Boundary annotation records
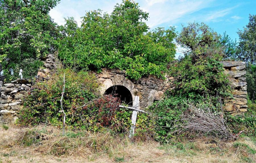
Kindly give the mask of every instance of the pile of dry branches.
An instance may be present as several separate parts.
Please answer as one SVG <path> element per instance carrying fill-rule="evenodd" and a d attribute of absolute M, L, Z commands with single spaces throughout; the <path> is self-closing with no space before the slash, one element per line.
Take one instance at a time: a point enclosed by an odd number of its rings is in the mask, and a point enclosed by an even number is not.
<path fill-rule="evenodd" d="M 218 112 L 211 104 L 196 106 L 189 104 L 189 109 L 181 116 L 175 126 L 179 129 L 175 132 L 180 134 L 183 131 L 195 131 L 199 135 L 210 134 L 225 139 L 233 139 L 237 137 L 230 132 L 223 118 L 222 107 Z"/>

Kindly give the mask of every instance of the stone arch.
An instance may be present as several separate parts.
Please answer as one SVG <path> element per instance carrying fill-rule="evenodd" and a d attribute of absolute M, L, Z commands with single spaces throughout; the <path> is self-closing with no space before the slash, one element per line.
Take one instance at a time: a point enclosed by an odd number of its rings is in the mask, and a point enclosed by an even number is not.
<path fill-rule="evenodd" d="M 134 100 L 138 90 L 131 81 L 119 74 L 104 81 L 100 88 L 101 94 L 104 94 L 108 89 L 115 86 L 122 86 L 125 87 L 131 93 L 132 101 Z"/>

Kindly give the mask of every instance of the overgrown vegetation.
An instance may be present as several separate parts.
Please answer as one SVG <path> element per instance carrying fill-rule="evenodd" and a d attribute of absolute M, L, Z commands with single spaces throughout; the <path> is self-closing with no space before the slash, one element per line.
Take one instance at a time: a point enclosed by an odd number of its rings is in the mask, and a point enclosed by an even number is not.
<path fill-rule="evenodd" d="M 87 72 L 77 73 L 66 69 L 60 70 L 50 80 L 38 82 L 33 86 L 24 101 L 24 108 L 20 112 L 21 124 L 47 122 L 57 125 L 61 123 L 62 115 L 58 112 L 64 73 L 66 90 L 63 103 L 63 109 L 68 115 L 66 123 L 75 127 L 81 123 L 80 118 L 78 120 L 79 115 L 75 108 L 98 97 L 98 84 L 95 77 Z"/>
<path fill-rule="evenodd" d="M 38 60 L 53 50 L 59 34 L 49 11 L 59 0 L 6 0 L 0 2 L 0 71 L 8 81 L 17 70 L 24 69 L 24 78 L 34 77 L 41 65 Z M 27 64 L 34 69 L 30 70 Z M 10 69 L 15 75 L 11 75 Z M 18 72 L 19 71 L 19 69 Z M 23 71 L 23 72 L 25 71 Z"/>
<path fill-rule="evenodd" d="M 132 111 L 119 108 L 122 102 L 118 98 L 100 96 L 93 75 L 83 71 L 77 73 L 68 69 L 60 70 L 50 80 L 33 86 L 20 111 L 20 124 L 61 126 L 62 115 L 59 111 L 64 73 L 65 91 L 63 102 L 68 127 L 94 132 L 107 129 L 115 133 L 128 132 Z M 145 114 L 138 115 L 135 136 L 145 136 L 144 139 L 146 139 L 154 134 L 149 134 L 149 131 L 153 130 L 153 123 L 150 123 L 149 118 Z"/>
<path fill-rule="evenodd" d="M 123 1 L 110 14 L 87 12 L 80 27 L 73 18 L 66 19 L 59 56 L 66 66 L 79 69 L 117 68 L 135 80 L 149 75 L 163 78 L 174 56 L 176 34 L 172 27 L 149 31 L 148 15 L 138 3 Z"/>

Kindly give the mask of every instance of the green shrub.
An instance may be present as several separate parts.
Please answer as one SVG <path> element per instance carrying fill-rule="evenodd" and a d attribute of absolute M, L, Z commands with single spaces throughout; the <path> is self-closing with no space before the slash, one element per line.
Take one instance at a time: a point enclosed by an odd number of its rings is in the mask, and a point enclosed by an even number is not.
<path fill-rule="evenodd" d="M 176 34 L 173 27 L 149 31 L 148 15 L 137 3 L 123 1 L 110 14 L 87 12 L 80 27 L 73 18 L 66 19 L 59 56 L 65 66 L 79 69 L 118 68 L 135 80 L 149 75 L 163 78 L 174 57 Z"/>
<path fill-rule="evenodd" d="M 25 59 L 20 63 L 13 65 L 14 65 L 14 75 L 12 76 L 9 71 L 6 71 L 5 76 L 6 81 L 14 80 L 20 77 L 19 73 L 21 69 L 22 70 L 23 78 L 33 79 L 36 75 L 38 69 L 44 65 L 44 63 L 39 60 L 30 58 Z"/>
<path fill-rule="evenodd" d="M 230 129 L 235 134 L 243 131 L 243 134 L 256 136 L 256 104 L 248 100 L 247 112 L 243 115 L 233 116 L 227 115 Z"/>
<path fill-rule="evenodd" d="M 49 13 L 59 1 L 1 1 L 0 69 L 4 70 L 6 80 L 17 77 L 19 69 L 24 69 L 25 77 L 34 77 L 34 72 L 30 71 L 37 70 L 40 65 L 36 60 L 54 51 L 59 33 Z M 16 76 L 10 75 L 11 68 L 18 69 L 15 71 L 18 72 Z"/>
<path fill-rule="evenodd" d="M 111 95 L 99 97 L 98 86 L 93 75 L 84 71 L 77 73 L 69 69 L 60 70 L 49 80 L 32 86 L 20 111 L 21 124 L 33 125 L 47 122 L 62 126 L 63 115 L 58 112 L 61 109 L 59 101 L 64 73 L 65 89 L 63 103 L 67 126 L 93 132 L 106 130 L 103 128 L 118 133 L 129 130 L 132 111 L 119 108 L 122 104 L 118 98 Z M 153 127 L 149 115 L 139 113 L 136 136 L 147 135 Z"/>
<path fill-rule="evenodd" d="M 46 122 L 54 125 L 61 123 L 59 102 L 65 74 L 65 90 L 63 101 L 67 115 L 66 123 L 78 126 L 79 115 L 75 108 L 97 96 L 98 85 L 95 78 L 85 72 L 77 73 L 60 70 L 47 81 L 38 82 L 32 87 L 24 107 L 20 112 L 19 122 L 22 125 L 35 125 Z"/>

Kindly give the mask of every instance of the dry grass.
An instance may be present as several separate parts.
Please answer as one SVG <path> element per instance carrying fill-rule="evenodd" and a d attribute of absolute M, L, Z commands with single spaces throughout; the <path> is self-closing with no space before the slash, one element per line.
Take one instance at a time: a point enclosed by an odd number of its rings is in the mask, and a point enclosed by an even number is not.
<path fill-rule="evenodd" d="M 161 145 L 131 142 L 109 132 L 91 134 L 51 126 L 0 127 L 2 162 L 255 162 L 256 144 L 248 137 L 221 141 L 204 137 Z"/>

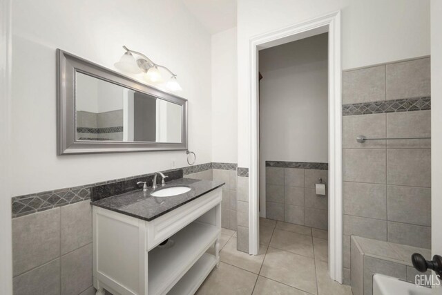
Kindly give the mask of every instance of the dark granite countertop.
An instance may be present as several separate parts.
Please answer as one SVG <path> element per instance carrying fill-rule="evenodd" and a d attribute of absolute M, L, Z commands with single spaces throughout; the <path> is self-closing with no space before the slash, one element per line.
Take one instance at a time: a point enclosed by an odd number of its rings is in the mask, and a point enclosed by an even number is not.
<path fill-rule="evenodd" d="M 151 196 L 153 190 L 149 187 L 145 192 L 140 189 L 92 202 L 92 204 L 144 220 L 151 221 L 224 184 L 224 182 L 218 181 L 180 178 L 167 182 L 164 187 L 160 185 L 157 191 L 179 186 L 189 187 L 192 189 L 177 196 L 157 198 Z"/>

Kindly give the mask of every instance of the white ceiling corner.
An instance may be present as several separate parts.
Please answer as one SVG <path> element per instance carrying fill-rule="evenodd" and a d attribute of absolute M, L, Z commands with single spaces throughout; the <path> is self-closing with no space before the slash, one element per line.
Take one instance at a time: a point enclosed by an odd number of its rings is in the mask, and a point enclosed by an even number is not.
<path fill-rule="evenodd" d="M 183 2 L 211 34 L 236 26 L 237 0 L 183 0 Z"/>

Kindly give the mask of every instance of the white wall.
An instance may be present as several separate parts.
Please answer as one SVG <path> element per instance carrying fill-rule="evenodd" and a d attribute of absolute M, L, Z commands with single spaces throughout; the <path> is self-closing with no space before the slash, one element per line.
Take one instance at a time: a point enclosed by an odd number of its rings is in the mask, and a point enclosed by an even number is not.
<path fill-rule="evenodd" d="M 442 216 L 442 1 L 431 1 L 431 204 L 432 225 L 440 225 Z M 439 83 L 437 82 L 439 82 Z M 433 255 L 441 255 L 442 231 L 437 225 L 432 227 L 431 249 Z M 433 289 L 433 294 L 440 294 L 439 288 Z M 440 291 L 439 291 L 440 292 Z"/>
<path fill-rule="evenodd" d="M 0 293 L 12 294 L 12 242 L 10 201 L 11 7 L 0 2 Z"/>
<path fill-rule="evenodd" d="M 236 28 L 212 36 L 213 162 L 238 161 Z"/>
<path fill-rule="evenodd" d="M 249 40 L 340 10 L 343 68 L 430 54 L 430 0 L 238 0 L 238 165 L 249 163 Z"/>
<path fill-rule="evenodd" d="M 181 1 L 14 1 L 12 195 L 186 166 L 184 151 L 57 156 L 55 50 L 115 70 L 122 46 L 173 69 L 189 99 L 189 149 L 211 161 L 211 36 Z"/>

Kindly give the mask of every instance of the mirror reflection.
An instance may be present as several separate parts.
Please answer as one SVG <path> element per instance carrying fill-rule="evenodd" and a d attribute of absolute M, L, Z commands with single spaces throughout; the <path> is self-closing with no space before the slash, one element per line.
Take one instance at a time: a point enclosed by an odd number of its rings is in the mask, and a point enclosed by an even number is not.
<path fill-rule="evenodd" d="M 77 72 L 77 141 L 182 142 L 182 106 Z"/>

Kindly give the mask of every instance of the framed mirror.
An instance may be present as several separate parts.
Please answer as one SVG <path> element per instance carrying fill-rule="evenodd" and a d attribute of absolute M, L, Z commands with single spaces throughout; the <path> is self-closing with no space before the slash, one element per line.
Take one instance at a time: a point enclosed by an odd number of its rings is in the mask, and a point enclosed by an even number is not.
<path fill-rule="evenodd" d="M 187 149 L 187 100 L 57 49 L 59 155 Z"/>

▶ [DO THIS]:
Copy the records word for word, from their start through the line that contains "218 112 L 211", with that line included. Leave the pictures out of your copy.

▶ [ANSWER TO THIS TASK]:
Kindly give the mask of every instance of the pile of dry branches.
An instance may be present as several separate parts.
Please answer as one SVG <path> element per instance carrying fill-rule="evenodd" and a d attribute of absolute M, L, Z commands with single spaces throughout; the <path> is self-closing with no space before the slash, one element per line.
Take one instance at a time: a point enclosed by an odd number of its rings is in the mask, and a point enclosed by an even number is not.
<path fill-rule="evenodd" d="M 218 112 L 211 104 L 196 106 L 189 104 L 189 109 L 181 116 L 175 126 L 179 129 L 175 132 L 180 134 L 183 131 L 195 131 L 199 135 L 210 134 L 225 139 L 233 139 L 237 137 L 230 132 L 223 118 L 222 107 Z"/>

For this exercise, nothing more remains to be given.